There is a programming language with only four operations and one variable X:

• ++X and X++ increments the value of the variable X by 1.
• --X and X-- decrements the value of the variable X by 1.

Initially, the value of X is 0.

Given an array of strings operations containing a list of operations, return the final value of X after performing all the operations.

 

Example 1:

Input: operations = ["--X","X++","X++"]
Output: 1
Explanation: The operations are performed as follows:
Initially, X = 0.
--X: X is decremented by 1, X =  0 - 1 = -1.
X++: X is incremented by 1, X = -1 + 1 =  0.
X++: X is incremented by 1, X =  0 + 1 =  1.

Example 2:

Input: operations = ["++X","++X","X++"]
Output: 3
Explanation: The operations are performed as follows:
Initially, X = 0.
++X: X is incremented by 1, X = 0 + 1 = 1.
++X: X is incremented by 1, X = 1 + 1 = 2.
X++: X is incremented by 1, X = 2 + 1 = 3.

Example 3:

Input: operations = ["X++","++X","--X","X--"]
Output: 0
Explanation: The operations are performed as follows:
Initially, X = 0.
X++: X is incremented by 1, X = 0 + 1 = 1.
++X: X is incremented by 1, X = 1 + 1 = 2.
--X: X is decremented by 1, X = 2 - 1 = 1.
X--: X is decremented by 1, X = 1 - 1 = 0.

 

Constraints:

• 1 <= operations.length <= 100
• operations[i] will be either "++X", "X++", "--X", or "X--".

Solutions

Solution 1: Simulation

Traverse the array operations. For each operation $operations[i]$, if it contains '+', then the answer increases by $1$, otherwise the answer decreases by $1$.

The time complexity is $O(n)$, where $n$ is the length of the array operations. The space complexity is $O(1)$.

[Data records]
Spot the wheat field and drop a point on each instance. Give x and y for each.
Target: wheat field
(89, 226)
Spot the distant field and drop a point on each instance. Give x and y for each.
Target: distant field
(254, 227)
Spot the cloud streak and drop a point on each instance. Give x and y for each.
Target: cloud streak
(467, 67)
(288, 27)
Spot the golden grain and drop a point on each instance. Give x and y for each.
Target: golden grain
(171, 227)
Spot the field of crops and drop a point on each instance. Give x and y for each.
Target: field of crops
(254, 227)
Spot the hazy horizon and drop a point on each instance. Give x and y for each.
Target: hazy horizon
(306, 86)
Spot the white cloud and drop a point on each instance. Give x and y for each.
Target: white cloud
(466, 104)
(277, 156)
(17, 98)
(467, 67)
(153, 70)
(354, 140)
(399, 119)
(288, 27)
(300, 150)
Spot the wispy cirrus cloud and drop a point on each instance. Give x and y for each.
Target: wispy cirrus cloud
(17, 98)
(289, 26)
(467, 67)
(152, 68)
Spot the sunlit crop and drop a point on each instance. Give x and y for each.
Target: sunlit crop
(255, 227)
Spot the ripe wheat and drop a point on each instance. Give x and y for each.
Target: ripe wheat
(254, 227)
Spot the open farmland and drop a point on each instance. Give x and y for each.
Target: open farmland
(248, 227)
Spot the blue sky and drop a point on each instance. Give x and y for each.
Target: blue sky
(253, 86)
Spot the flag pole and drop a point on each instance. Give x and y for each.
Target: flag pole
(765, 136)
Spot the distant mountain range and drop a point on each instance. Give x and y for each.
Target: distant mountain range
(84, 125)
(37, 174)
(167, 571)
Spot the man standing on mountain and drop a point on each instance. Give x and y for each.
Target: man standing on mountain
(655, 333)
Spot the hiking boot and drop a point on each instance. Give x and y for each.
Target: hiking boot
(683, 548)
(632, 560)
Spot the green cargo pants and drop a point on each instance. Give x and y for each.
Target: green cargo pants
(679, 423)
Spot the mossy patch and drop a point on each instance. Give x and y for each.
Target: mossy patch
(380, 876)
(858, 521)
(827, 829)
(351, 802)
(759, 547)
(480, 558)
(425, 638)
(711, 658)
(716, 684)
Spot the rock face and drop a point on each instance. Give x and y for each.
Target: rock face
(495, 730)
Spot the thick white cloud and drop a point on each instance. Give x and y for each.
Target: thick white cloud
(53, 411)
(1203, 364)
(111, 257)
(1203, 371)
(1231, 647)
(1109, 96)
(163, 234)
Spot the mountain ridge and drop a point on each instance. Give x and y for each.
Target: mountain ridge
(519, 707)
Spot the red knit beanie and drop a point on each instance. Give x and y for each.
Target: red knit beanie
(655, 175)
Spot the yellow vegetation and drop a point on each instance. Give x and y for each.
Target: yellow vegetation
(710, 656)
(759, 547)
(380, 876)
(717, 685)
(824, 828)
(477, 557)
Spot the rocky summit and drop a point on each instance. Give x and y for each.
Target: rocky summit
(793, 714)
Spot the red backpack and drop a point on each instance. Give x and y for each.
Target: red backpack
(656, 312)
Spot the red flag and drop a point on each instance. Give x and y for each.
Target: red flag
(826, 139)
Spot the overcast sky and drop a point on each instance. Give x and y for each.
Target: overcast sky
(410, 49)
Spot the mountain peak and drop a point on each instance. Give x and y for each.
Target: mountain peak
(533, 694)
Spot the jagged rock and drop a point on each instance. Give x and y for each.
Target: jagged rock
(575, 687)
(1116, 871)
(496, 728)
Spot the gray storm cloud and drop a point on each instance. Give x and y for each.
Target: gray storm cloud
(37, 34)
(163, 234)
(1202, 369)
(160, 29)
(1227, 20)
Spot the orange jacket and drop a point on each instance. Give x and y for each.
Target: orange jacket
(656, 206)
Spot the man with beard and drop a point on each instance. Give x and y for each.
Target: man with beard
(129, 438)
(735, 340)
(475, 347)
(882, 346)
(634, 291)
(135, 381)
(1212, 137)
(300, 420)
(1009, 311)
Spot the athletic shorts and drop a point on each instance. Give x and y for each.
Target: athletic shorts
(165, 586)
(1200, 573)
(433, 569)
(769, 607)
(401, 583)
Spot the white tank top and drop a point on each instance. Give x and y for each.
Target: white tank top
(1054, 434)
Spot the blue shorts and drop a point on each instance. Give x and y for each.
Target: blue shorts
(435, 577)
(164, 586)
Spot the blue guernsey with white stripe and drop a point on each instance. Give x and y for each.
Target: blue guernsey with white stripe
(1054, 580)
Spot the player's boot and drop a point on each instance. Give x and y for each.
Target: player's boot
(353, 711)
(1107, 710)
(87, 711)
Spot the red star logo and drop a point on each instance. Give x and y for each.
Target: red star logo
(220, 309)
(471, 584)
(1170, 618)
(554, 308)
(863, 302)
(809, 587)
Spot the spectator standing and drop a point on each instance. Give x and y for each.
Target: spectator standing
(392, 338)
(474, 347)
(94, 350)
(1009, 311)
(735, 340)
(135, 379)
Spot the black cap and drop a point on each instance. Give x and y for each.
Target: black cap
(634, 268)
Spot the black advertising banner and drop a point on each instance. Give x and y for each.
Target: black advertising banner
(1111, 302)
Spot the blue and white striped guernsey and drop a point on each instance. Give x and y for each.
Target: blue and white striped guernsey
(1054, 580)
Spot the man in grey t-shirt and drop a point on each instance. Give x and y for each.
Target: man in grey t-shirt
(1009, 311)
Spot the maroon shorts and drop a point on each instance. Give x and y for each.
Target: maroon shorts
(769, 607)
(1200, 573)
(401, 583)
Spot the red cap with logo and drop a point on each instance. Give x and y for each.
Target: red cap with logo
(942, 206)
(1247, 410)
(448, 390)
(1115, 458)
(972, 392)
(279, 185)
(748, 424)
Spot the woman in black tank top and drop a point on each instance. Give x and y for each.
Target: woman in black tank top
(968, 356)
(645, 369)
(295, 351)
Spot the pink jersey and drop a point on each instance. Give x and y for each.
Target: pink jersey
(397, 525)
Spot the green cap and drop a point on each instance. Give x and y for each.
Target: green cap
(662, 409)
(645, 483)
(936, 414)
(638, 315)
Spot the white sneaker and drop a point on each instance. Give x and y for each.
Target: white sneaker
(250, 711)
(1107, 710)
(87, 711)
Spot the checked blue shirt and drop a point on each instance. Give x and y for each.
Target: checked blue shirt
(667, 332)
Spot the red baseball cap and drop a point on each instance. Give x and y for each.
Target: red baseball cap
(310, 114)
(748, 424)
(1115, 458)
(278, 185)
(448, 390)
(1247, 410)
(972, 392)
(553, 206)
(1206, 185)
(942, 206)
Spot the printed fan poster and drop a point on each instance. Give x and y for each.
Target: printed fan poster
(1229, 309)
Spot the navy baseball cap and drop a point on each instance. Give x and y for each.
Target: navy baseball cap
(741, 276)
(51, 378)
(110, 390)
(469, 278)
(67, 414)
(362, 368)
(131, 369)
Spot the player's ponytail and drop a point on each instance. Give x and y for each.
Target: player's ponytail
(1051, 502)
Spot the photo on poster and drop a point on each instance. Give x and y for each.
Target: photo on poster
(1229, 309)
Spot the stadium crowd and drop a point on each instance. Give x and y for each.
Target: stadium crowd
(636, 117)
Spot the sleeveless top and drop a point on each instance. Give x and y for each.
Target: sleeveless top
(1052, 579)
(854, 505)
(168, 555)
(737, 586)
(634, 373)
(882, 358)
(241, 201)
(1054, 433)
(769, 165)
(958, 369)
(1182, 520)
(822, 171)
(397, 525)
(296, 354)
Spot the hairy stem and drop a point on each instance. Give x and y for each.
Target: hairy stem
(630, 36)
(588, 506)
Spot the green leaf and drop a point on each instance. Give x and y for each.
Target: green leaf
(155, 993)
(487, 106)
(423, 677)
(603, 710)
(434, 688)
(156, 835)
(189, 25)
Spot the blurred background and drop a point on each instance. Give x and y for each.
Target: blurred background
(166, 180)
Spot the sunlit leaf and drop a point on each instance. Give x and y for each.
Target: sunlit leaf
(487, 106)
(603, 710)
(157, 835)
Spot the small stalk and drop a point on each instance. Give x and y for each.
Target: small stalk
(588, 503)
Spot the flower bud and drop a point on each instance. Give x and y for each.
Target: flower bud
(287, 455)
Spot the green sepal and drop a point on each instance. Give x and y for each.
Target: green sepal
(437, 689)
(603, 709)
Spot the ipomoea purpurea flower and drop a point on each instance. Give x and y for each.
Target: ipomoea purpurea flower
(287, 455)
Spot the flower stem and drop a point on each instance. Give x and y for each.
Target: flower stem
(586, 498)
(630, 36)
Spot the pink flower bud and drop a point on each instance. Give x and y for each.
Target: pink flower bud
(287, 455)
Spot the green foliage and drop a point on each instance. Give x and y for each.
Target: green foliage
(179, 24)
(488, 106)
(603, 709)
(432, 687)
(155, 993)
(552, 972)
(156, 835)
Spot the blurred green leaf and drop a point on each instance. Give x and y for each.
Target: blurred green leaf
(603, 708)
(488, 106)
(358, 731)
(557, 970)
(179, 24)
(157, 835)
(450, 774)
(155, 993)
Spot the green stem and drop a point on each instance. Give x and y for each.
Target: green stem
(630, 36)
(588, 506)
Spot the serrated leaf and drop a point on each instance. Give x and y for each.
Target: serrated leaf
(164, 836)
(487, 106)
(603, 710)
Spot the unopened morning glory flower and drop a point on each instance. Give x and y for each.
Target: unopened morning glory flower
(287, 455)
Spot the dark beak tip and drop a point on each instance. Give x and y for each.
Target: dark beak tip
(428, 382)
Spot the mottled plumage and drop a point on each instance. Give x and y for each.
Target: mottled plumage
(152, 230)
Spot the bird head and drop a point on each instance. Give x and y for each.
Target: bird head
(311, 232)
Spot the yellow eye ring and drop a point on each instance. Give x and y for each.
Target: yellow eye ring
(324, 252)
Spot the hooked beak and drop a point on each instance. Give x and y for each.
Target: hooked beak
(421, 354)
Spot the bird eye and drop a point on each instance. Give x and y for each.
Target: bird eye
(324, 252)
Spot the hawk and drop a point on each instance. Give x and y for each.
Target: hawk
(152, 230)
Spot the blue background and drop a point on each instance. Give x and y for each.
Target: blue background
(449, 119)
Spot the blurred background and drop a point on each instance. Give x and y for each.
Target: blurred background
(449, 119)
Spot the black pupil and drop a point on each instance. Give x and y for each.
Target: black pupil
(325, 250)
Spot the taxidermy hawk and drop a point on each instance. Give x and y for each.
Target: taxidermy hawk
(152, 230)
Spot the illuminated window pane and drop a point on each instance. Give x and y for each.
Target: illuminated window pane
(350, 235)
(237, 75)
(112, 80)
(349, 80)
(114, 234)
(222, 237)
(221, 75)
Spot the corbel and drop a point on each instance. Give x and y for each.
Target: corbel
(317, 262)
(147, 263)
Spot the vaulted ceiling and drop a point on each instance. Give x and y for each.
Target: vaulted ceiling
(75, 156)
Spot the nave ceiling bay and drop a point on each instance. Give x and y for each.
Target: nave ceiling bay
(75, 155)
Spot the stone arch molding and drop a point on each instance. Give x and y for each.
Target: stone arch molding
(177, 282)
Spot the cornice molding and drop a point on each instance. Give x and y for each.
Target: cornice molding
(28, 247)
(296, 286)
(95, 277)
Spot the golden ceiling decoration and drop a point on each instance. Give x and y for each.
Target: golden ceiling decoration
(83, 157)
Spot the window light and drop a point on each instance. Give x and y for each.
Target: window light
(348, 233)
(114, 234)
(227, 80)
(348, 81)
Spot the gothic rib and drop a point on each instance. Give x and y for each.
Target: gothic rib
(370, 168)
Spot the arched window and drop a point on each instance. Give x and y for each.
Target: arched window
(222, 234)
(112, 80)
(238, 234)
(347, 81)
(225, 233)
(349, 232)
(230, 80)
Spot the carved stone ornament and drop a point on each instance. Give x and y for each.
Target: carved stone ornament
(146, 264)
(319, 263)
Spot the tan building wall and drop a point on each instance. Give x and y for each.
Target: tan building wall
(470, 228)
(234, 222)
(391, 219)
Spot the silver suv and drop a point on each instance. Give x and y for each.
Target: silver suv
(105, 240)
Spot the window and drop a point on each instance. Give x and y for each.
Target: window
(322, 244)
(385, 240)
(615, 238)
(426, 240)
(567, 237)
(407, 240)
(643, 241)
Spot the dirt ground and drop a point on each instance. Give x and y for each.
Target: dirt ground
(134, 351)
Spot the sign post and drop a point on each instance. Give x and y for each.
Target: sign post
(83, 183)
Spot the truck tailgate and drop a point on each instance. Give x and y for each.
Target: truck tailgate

▸ Stated goal A:
Do these statements agree with the passage on the four-operation language? For each, answer yes or no and quote the deciding words. (i) X starts with a value of 1. (ii) The simulation solution uses constant space. (iii) The operations array may contain up to 1000 entries.
▸ Stated goal B:
Write what comes next in the passage on the four-operation language, picking up after its final sentence.
These data come from a different source than the passage on the four-operation language.

▸ Expected output A:
(i) No: "Initially, the value of X is 0."
(ii) Yes: "The space complexity is $O(1)$."
(iii) No: "1 <= operations.length <= 100"

▸ Expected output B:
• Java
• C++
• Python
• Go
• TypeScript
• Javascript
• RenderScript

• class Solution {
      public int finalValueAfterOperations(String[] operations) {
          int ans = 0;
          for (var s : operations) {
              ans += (s.charAt(1) == '+' ? 1 : -1);
          }
          return ans;
      }
  }
  

• class Solution {
  public:
      int finalValueAfterOperations(vector<string>& operations) {
          int ans = 0;
          for (auto& s : operations) ans += (s[1] == '+' ? 1 : -1);
          return ans;
      }
  };
  

• class Solution:
      def finalValueAfterOperations(self, operations: List[str]) -> int:
          return sum(1 if s[1] == '+' else -1 for s in operations)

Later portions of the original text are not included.